• _REQUIRED ACTION_: Print all of the data exactly as written.

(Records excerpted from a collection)
- Opening Delimiter -

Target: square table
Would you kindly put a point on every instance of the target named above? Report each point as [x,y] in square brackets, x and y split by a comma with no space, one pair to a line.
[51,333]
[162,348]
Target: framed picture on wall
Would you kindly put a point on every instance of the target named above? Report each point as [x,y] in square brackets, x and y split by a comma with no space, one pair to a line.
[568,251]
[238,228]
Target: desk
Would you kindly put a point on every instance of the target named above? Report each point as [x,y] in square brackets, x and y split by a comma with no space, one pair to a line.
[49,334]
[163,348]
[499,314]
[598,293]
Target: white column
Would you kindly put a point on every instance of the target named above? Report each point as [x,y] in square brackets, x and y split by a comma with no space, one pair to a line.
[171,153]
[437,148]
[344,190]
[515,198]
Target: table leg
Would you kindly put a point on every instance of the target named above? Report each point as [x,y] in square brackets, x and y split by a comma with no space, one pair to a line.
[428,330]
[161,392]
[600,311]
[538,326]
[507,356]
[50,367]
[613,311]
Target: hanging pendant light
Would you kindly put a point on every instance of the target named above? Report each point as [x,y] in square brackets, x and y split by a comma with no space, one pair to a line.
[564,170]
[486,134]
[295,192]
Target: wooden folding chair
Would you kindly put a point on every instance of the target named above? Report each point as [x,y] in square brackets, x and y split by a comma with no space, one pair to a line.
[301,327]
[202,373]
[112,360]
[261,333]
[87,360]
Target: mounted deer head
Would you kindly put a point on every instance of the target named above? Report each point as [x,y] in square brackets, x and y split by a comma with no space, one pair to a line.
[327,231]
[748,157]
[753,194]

- Closing Delimiter -

• _FINISHED EXERCISE_:
Target: square table
Would you kindly put a point on every instance of the target named above? Report each point as [x,y] in square brackets, x and y split by a comma with no space, one pair to a line.
[51,333]
[162,348]
Target: framed picture on wall
Would you kindly put a point on every instance of the target named above? Report each point as [x,y] in square brackets, x and y split by a comma with no space, one pair to a line.
[568,251]
[238,228]
Target: desk
Would you kindly put a point on every instance of the target named above? Report each point as [x,y] in square brackets, x and y split by a comma with no space, one pair to a line.
[49,334]
[163,348]
[499,314]
[598,293]
Target: white column
Would you kindly put a point on every instance of the target named above? Report each point as [x,y] in square brackets, x and y split by a comma with no space, one pair to a line.
[171,153]
[437,148]
[344,190]
[515,198]
Target: table leg
Would you kindly put a point on every instance of the target named above? Report each point as [x,y] in square brackets, x and y split by a comma with no space, one pair to a line.
[428,330]
[161,392]
[600,311]
[538,326]
[507,356]
[50,367]
[613,311]
Target: hanging pendant light
Would you kindly put a point on every instance of the target named above? Report each point as [x,y] in square brackets, x and y split by a comma with no space, one pair to a line.
[564,170]
[486,134]
[295,192]
Target: wooden folding chair
Would you kindly put a point on every instance of the target named above? Report each point as [x,y] in square brackets, x and y split by a comma with no space, one pair to a line.
[301,327]
[202,373]
[112,360]
[261,333]
[87,360]
Target: mounted deer head
Would you kindly put a point on every instance of the target named above? Report each point as [x,y] in square brackets, x and y split by a comma with no space, one pair to a line.
[327,231]
[748,157]
[753,194]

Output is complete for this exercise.